__DATA MASUKAN__
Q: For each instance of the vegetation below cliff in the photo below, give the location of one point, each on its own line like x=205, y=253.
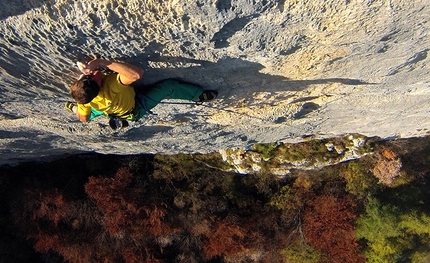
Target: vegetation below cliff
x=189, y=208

--

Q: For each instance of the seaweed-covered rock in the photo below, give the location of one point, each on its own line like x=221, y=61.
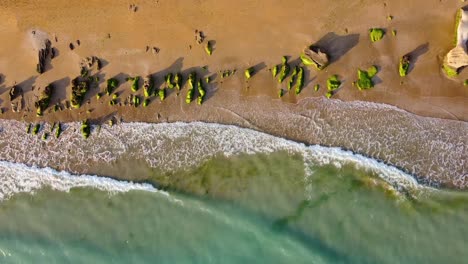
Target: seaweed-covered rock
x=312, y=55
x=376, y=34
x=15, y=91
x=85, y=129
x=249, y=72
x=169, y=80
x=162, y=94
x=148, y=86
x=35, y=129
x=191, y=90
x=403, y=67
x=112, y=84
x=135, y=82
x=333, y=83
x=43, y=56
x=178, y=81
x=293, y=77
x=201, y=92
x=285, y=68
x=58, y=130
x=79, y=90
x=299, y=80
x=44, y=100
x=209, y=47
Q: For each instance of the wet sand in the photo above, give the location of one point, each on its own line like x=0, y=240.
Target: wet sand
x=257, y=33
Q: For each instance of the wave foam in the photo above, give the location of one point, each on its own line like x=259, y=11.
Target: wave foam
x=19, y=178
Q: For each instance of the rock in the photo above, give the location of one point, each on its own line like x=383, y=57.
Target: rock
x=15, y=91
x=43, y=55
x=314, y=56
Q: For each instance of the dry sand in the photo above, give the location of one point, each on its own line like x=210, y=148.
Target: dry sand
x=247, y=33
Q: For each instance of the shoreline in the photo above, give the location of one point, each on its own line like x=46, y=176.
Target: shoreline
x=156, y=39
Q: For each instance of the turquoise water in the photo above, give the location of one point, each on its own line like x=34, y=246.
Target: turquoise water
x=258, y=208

* * *

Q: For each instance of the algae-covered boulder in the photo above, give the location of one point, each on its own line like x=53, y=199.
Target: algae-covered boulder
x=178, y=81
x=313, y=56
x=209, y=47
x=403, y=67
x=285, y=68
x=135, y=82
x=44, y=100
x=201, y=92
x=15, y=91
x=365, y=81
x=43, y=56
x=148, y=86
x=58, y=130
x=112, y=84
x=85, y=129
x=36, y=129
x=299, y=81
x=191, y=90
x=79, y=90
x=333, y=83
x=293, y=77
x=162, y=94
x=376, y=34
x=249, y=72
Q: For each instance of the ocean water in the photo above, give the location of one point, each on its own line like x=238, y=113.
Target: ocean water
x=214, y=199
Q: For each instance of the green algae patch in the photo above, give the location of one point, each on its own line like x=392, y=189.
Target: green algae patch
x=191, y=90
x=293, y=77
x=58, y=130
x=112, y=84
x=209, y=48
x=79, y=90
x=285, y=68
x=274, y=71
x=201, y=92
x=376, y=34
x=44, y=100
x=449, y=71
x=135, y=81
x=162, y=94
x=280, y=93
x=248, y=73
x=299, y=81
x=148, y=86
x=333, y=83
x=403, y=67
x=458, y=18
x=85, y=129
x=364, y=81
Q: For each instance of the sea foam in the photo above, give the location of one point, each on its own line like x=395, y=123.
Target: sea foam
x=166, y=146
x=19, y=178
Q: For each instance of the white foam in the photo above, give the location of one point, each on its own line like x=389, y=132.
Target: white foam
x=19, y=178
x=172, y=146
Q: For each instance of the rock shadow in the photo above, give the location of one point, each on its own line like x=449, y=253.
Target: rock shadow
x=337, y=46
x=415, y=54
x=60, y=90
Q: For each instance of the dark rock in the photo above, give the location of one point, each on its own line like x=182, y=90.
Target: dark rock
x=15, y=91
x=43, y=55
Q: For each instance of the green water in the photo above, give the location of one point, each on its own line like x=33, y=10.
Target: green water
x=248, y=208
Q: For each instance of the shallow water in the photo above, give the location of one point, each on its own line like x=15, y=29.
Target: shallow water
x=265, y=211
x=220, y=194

__INSTRUKSI TUGAS__
Tuliskan kembali tanpa perubahan baris-baris data di atas, mulai dari baris yang memuat "Q: For each instance of the shoreline" hingga baris yang memuat "x=258, y=208", kedua baris itu ikut disertakan.

__SOAL TERJAWAB__
Q: For each instance of the shoreline in the photo above, give the location of one point, each on its own line like x=46, y=176.
Target: shoreline
x=156, y=39
Q: For each instance of the turquoise water in the photo above, give the location of one point, each on its own line like x=34, y=246.
Target: turquoise water
x=258, y=208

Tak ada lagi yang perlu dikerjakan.